» **PROBLEMS TO SOLVE**
1. In Barrett's Story, list every ability the mother recalls wondering whether her son would ever gain.
2. According to Barrett's Story, where did Barrett's family fly so he could have his heart surgery?
3. Rewrite the stretch of Barrett's Story from "I still have" through "great, but different.", substituting "sonogram" for "ultra-sound".

======== PAGE TEXT

Barrett’s Story

I still have yet to meet another mom who found out like I did. I’m sure there are some but I haven’t met them. When I was six months pregnant, I found out through an ultra-sound and then through an amniocentesis that I would be giving birth to a son with Down syndrome. Needless to say, we were crushed; our dreams were crushed. What I didn’t know then but I know now – although I can easily forget during the hard times – is that those dreams, though lost, would be replaced by new ones – just as great, but different.

We’ve definitely had the heartache. I remember calling my mom after receiving Barrett’s diagnosis and feeling like I was giving her a “defective” grandchild – I know, that’s awful to think, but that’s the way I felt. I remember having people tell me that I must be a special person for God to give me a child like that – and I’d think, “Why do I have to be so special?” I remember seeing Barrett have such a difficult time paying attention in class when other kids could do the work – he was fully included from day one – and I’d feel the pain once again of just how different he was. I remember wondering if he would ever walk, talk, be potty-trained! And then there were the IEP meetings, where you already know your child is behind, but having someone say it to your face makes it hurt all over again. We even had a school psychologist tell us when Barrett was three years old – how could this psychologist know when Barrett was only three? – that Barrett would be severely disabled, not mild or moderate. Barrett, of course, proved him wrong.

However, now when I think about Barrett’s life, I try to forget those lost dreams and see a young man who has had incredible impact – no thanks really to mom and dad, but to others who have allowed Barrett to impact them. First and foremost, is his younger brother, Nick. Nick has grown into an incredibly compassionate and empathetic young man; always fighting for the underdog, we believe, because he has Barrett for a brother. Then there is the surgeon who performed Barrett’s open-heart surgery to repair his atrioventricular septal defect when he was six months old. We were living in Hawaii at the time. Surgeons there do not perform this surgery often, so we flew to San Diego to have it done. After Barrett’s surgery, the surgeon connected with Barrett’s cardiologist in Hawaii and began to spend a few weeks a year training surgeons in Hawaii for this and other cardiac surgeries. Barrett indirectly helped improve the healthcare in Hawaii! Then there is the Pleasanton ESoccer program. We started the program with Barrett and two other children with special needs. Since then Pleasanton ESoccer has served hundreds of special needs families, but the unexpected impact was on the typical teenagers who have come to coach. We have had parents tell us how grateful they are that their children have grown in their empathy toward others by helping in the program. Again Barrett, through helping us start ESoccer, indirectly helped change these student’s lives, even their college majors and future careers! I’m not even mentioning how Barrett can put a smile on your face, give you a nickname and never forget your birthday! Or how he has a way of making everyone feel like they are the best cook – yes, he loves his meals!! – and a best friend!

================
======== EXTRACTED INFORMATION

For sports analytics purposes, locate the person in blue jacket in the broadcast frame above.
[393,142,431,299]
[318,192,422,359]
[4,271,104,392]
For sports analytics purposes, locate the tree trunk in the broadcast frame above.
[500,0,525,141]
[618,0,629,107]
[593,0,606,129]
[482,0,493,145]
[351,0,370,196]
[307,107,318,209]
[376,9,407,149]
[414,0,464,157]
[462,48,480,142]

================
======== EXTRACTED INFORMATION

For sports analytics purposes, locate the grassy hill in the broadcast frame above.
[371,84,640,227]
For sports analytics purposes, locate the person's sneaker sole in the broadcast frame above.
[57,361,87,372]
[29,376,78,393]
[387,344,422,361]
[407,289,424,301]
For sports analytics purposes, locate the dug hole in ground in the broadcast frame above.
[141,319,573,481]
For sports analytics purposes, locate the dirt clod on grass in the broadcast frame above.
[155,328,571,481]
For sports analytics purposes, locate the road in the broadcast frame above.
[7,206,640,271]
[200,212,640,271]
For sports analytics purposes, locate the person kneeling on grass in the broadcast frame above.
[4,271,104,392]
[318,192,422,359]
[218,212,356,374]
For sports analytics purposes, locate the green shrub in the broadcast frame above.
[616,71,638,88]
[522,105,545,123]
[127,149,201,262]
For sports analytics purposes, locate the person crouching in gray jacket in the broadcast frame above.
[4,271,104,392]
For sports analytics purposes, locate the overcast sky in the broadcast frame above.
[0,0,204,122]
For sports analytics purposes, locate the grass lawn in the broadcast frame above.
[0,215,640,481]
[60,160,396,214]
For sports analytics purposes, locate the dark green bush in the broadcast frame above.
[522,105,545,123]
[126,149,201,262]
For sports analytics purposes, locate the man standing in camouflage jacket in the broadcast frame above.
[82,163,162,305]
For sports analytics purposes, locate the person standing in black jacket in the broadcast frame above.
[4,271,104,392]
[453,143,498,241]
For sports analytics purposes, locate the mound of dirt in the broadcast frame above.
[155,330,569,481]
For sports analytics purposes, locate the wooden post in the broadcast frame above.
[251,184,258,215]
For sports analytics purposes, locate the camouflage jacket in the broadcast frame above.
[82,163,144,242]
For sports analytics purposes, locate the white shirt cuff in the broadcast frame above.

================
======== EXTRACTED INFORMATION

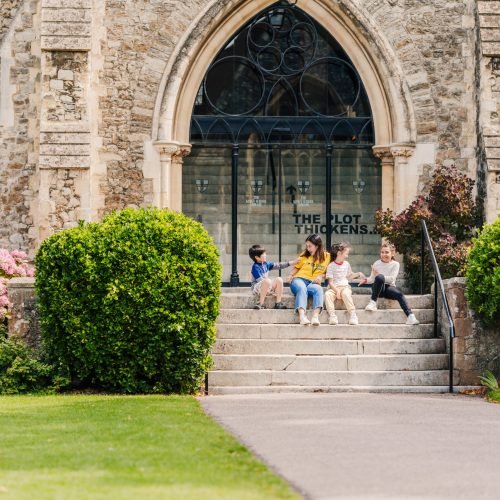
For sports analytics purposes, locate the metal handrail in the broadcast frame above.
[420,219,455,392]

================

» **TASK SOLUTIONS**
1. walk, talk, be potty-trained

2. San Diego

3.
I still have yet to meet another mom who found out like I did. I’m sure there are some but I haven’t met them. When I was six months pregnant, I found out through an sonogram and then through an amniocentesis that I would be giving birth to a son with Down syndrome. Needless to say, we were crushed; our dreams were crushed. What I didn’t know then but I know now – although I can easily forget during the hard times – is that those dreams, though lost, would be replaced by new ones – just as great, but different.